*Passage to read*:
■ ■ ■ ■ ■

117. The Directors may, before recommending or declaring any dividend, set aside out of the funds legally available for distribution such sums as they think proper as a reserve or reserves which shall, at the discretion of the Directors be applicable for meeting contingencies, or for equalizing dividends or for any other purpose to which those funds be properly applied and pending such application may, at the like discretion, either be employed in the business of the Company or be invested in such investments (other than shares of the Company) as the Directors may from time to time think fit. The Board shall establish an account to be called the “Share Premium Account” and shall carry to the credit of such account from time to time a sum equal to the amount or value of the premium paid on the issue of any share in the Company. Unless otherwise provided by the provisions of these Articles, the Board may apply the share premium account in any manner permitted by the Statute and the rules of the Designated Stock Exchange. The Company shall at all times comply with the provisions of these Articles, the Statue and the rules of the Designated Stock Exchange in relation to the share premium account.

■ ■ ■ ■ ■

Quote the entire article on dividend reserves and the share premium account word for word. You won't need the listing.

*Material provided*:

■ ■ ■ ■ ■

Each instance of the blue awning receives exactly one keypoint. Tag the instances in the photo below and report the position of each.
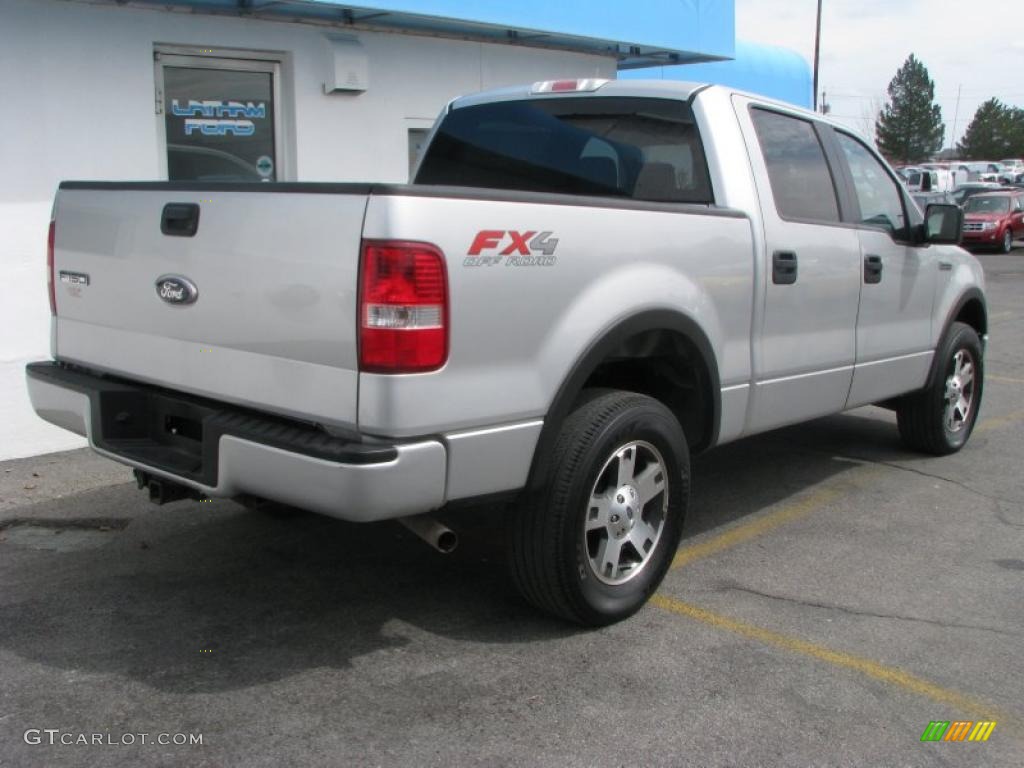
(639, 33)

■ ■ ■ ■ ■

*Task solution*:
117. The Directors may, before recommending or declaring any dividend, set aside out of the funds legally available for distribution such sums as they think proper as a reserve or reserves which shall, at the discretion of the Directors be applicable for meeting contingencies, or for equalizing dividends or for any other purpose to which those funds be properly applied and pending such application may, at the like discretion, either be employed in the business of the Company or be invested in such investments (other than shares of the Company) as the Directors may from time to time think fit. The Board shall establish an account to be called the “Share Premium Account” and shall carry to the credit of such account from time to time a sum equal to the amount or value of the premium paid on the issue of any share in the Company. Unless otherwise provided by the provisions of these Articles, the Board may apply the share premium account in any manner permitted by the Statute and the rules of the Designated Stock Exchange. The Company shall at all times comply with the provisions of these Articles, the Statue and the rules of the Designated Stock Exchange in relation to the share premium account.